## TO DO
Set down nothing except the lines starting at the one with "Point to the green terrace." and ending at the final line of the material, each word for word.

■ ■ ■

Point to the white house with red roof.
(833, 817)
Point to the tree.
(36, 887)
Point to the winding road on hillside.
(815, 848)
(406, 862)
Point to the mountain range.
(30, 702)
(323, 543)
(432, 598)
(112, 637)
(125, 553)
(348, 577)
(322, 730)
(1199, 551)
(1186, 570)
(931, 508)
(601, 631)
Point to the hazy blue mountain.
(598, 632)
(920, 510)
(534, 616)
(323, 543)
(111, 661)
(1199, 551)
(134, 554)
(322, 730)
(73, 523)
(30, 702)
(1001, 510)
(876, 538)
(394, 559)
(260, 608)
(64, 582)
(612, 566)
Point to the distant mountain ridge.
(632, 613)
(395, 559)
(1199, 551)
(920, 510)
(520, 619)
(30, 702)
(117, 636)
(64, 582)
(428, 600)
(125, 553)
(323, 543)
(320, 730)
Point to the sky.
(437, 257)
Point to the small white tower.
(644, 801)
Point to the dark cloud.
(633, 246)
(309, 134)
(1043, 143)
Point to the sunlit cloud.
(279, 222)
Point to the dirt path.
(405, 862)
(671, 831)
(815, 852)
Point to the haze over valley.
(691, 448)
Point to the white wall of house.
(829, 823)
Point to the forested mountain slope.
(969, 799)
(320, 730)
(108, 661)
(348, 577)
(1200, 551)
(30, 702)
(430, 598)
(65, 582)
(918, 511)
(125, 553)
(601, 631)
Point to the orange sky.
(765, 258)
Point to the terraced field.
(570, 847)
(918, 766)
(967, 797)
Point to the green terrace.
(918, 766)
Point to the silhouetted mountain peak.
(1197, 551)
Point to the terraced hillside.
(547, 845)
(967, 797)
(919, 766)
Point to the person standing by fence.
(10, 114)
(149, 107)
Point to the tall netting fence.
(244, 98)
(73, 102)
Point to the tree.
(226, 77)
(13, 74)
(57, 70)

■ ■ ■

## TASK SOLUTION
Point to the green terrace.
(918, 766)
Point to the silhouetted mountain peak.
(1197, 551)
Point to the terraced hillside.
(547, 845)
(967, 797)
(919, 766)
Point to the person standing by fence.
(10, 114)
(149, 107)
Point to the tall netting fence.
(244, 98)
(73, 102)
Point to the tree.
(226, 77)
(13, 74)
(57, 70)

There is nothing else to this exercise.